## WHAT NEEDS TO BE DONE
Below are entries; work out how many of their lines hold "this", giving only that number.

[INPUT DATA Boundary: Start]

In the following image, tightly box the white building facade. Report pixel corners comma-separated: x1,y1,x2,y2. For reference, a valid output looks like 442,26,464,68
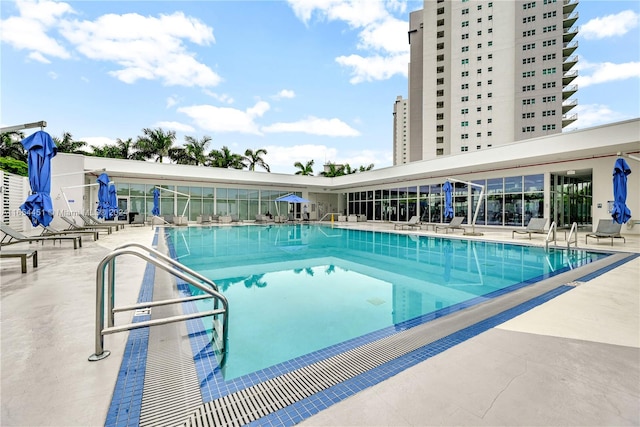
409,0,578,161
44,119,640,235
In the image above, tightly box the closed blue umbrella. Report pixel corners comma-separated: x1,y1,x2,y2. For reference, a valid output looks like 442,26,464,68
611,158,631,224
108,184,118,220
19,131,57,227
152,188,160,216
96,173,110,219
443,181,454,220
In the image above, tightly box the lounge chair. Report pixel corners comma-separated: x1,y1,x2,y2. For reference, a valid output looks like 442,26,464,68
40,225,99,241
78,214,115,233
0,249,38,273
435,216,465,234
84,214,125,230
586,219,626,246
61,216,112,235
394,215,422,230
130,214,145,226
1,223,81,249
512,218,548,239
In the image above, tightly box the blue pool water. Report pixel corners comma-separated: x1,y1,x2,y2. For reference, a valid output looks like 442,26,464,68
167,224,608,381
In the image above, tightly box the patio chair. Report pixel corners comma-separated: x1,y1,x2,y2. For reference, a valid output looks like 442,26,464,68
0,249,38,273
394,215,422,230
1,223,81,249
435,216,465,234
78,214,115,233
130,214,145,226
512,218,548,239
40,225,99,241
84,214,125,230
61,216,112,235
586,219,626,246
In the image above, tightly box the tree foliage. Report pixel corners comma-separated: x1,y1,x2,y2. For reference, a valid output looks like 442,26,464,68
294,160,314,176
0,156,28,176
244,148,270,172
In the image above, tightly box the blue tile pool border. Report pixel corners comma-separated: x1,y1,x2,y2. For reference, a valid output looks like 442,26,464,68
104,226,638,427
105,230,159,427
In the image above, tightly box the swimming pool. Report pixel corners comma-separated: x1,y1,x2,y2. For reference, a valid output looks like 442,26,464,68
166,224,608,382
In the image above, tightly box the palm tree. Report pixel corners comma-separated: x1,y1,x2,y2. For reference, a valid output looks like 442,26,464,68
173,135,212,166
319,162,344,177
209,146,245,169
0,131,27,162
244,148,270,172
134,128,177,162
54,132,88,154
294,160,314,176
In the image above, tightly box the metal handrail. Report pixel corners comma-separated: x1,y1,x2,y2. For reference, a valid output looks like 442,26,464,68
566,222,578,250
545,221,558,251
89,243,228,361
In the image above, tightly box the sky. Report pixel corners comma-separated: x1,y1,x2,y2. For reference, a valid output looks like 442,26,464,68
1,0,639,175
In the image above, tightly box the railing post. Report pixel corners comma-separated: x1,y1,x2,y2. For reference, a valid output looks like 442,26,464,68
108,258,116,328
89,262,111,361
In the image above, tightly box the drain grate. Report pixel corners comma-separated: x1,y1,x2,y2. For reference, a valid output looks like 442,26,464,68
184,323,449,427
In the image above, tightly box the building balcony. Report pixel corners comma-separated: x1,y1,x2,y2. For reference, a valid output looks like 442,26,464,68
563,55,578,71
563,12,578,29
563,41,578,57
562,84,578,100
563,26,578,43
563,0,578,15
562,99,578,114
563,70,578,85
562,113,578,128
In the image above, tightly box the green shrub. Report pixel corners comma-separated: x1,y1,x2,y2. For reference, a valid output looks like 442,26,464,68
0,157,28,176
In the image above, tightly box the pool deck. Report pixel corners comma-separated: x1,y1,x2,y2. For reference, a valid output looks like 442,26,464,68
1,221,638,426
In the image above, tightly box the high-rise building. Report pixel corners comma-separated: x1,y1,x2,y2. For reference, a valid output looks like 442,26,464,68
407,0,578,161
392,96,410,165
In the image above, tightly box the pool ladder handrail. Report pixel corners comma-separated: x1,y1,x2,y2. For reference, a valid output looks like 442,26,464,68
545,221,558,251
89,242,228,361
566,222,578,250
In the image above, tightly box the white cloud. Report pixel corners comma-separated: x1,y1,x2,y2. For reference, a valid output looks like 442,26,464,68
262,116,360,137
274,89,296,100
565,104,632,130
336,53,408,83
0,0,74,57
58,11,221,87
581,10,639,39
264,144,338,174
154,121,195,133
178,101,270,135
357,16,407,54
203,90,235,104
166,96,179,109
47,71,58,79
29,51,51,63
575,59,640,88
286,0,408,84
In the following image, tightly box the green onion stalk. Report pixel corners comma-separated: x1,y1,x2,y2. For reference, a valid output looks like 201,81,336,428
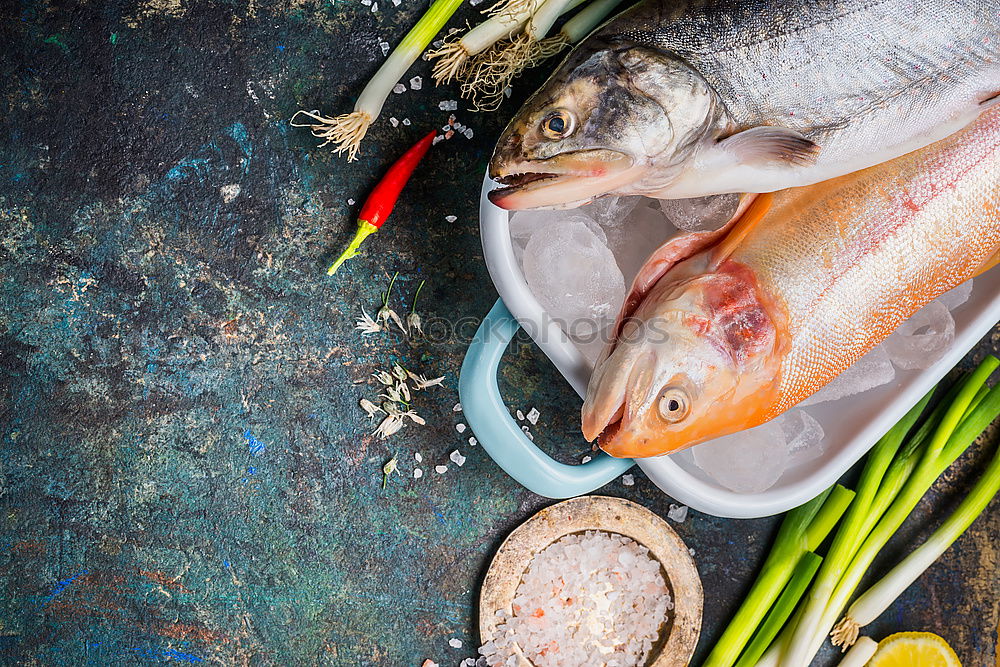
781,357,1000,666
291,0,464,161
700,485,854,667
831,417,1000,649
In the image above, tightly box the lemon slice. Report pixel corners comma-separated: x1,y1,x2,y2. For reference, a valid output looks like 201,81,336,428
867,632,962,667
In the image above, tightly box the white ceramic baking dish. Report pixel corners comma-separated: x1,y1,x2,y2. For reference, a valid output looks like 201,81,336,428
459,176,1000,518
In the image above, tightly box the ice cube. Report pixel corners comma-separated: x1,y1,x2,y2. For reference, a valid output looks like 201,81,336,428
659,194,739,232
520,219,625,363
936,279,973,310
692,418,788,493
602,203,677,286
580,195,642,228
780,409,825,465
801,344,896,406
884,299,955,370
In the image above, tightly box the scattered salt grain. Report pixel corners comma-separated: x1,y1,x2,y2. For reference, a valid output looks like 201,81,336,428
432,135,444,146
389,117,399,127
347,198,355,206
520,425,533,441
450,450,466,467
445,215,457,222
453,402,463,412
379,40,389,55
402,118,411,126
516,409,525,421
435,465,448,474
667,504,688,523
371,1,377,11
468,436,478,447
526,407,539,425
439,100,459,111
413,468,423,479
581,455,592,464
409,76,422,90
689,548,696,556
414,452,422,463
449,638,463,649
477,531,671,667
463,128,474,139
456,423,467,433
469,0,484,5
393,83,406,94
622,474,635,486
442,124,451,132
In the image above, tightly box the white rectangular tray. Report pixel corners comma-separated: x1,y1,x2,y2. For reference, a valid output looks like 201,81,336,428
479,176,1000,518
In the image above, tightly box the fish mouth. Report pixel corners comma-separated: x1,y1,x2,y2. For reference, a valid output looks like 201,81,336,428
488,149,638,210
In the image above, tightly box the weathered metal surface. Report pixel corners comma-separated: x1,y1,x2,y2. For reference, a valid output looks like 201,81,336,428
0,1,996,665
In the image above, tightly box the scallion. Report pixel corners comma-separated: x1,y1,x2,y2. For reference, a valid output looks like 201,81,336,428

[INPUT DATA Boundary: End]
[INPUT DATA Boundary: Start]

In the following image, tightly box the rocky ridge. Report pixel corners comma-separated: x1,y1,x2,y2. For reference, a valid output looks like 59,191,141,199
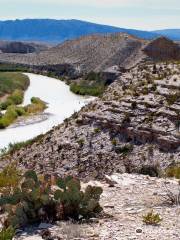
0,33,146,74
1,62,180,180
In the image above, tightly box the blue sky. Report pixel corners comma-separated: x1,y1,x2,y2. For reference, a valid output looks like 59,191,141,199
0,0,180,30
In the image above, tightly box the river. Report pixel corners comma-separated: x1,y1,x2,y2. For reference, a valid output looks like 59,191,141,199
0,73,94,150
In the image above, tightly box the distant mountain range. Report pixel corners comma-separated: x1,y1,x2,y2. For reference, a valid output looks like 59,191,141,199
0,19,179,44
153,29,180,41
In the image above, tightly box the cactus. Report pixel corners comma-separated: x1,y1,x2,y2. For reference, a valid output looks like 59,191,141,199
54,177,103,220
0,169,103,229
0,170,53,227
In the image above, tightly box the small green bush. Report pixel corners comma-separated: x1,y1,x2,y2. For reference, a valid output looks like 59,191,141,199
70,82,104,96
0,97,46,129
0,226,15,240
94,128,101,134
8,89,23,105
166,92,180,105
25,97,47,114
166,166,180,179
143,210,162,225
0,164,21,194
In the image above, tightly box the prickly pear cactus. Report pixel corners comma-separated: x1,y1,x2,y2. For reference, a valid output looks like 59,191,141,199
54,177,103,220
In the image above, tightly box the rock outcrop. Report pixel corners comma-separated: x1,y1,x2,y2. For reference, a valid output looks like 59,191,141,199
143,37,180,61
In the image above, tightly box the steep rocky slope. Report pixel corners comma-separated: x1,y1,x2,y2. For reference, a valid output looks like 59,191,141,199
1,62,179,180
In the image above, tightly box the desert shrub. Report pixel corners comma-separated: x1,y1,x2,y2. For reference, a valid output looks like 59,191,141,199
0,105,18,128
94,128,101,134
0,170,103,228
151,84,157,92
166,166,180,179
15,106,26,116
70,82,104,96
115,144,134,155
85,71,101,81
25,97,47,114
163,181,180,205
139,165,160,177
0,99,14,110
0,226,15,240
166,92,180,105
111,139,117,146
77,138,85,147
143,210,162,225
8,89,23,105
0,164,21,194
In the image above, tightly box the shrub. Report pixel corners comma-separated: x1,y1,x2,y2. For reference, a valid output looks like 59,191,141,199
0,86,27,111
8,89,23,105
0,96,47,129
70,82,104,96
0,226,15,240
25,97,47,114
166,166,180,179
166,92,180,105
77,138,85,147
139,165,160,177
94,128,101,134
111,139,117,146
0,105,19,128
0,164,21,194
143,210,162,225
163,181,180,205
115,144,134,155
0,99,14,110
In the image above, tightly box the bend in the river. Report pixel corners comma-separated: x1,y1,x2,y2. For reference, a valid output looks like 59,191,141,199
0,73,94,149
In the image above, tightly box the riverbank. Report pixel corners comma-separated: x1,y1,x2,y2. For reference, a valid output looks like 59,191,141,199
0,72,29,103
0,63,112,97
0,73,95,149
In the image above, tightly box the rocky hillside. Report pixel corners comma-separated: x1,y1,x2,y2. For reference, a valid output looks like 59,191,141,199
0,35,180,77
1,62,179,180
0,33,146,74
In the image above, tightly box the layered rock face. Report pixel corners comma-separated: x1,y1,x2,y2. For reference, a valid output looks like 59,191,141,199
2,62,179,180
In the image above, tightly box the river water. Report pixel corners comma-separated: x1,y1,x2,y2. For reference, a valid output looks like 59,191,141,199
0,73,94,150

[INPUT DATA Boundary: End]
[INPUT DATA Boundary: Start]

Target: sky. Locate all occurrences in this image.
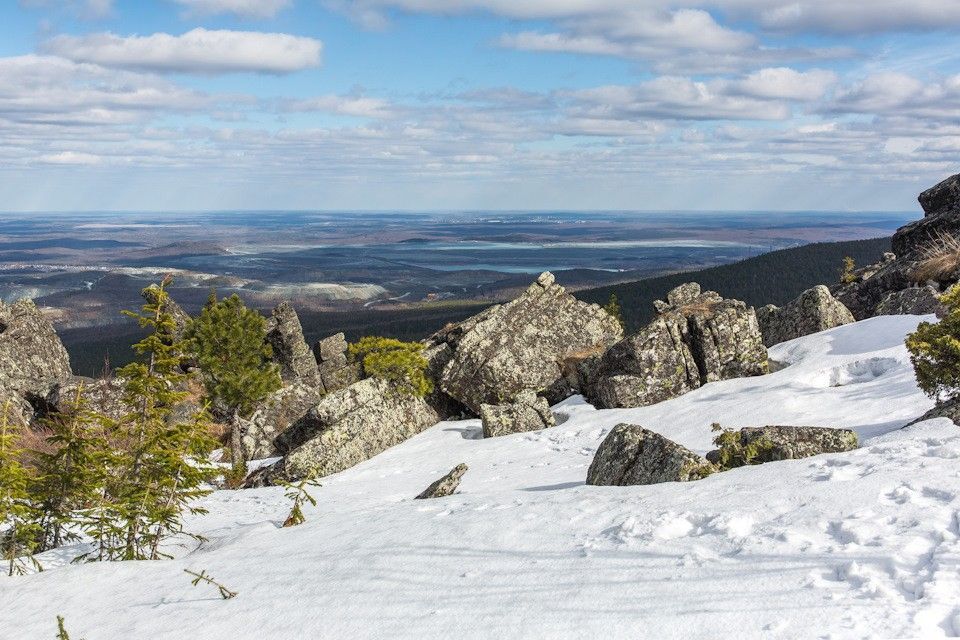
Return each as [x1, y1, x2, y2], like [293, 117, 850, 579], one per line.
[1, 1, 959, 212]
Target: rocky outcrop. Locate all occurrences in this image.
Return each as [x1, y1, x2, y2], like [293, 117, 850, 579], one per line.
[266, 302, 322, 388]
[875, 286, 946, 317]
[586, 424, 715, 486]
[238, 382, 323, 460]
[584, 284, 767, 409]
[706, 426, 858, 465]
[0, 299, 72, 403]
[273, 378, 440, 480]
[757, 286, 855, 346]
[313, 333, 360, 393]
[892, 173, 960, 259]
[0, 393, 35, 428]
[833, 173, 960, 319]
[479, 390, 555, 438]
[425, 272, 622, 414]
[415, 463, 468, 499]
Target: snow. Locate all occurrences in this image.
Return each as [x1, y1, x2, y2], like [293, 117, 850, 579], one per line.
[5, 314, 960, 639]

[INPUT DATA Boundary: End]

## EXERCISE RESULT
3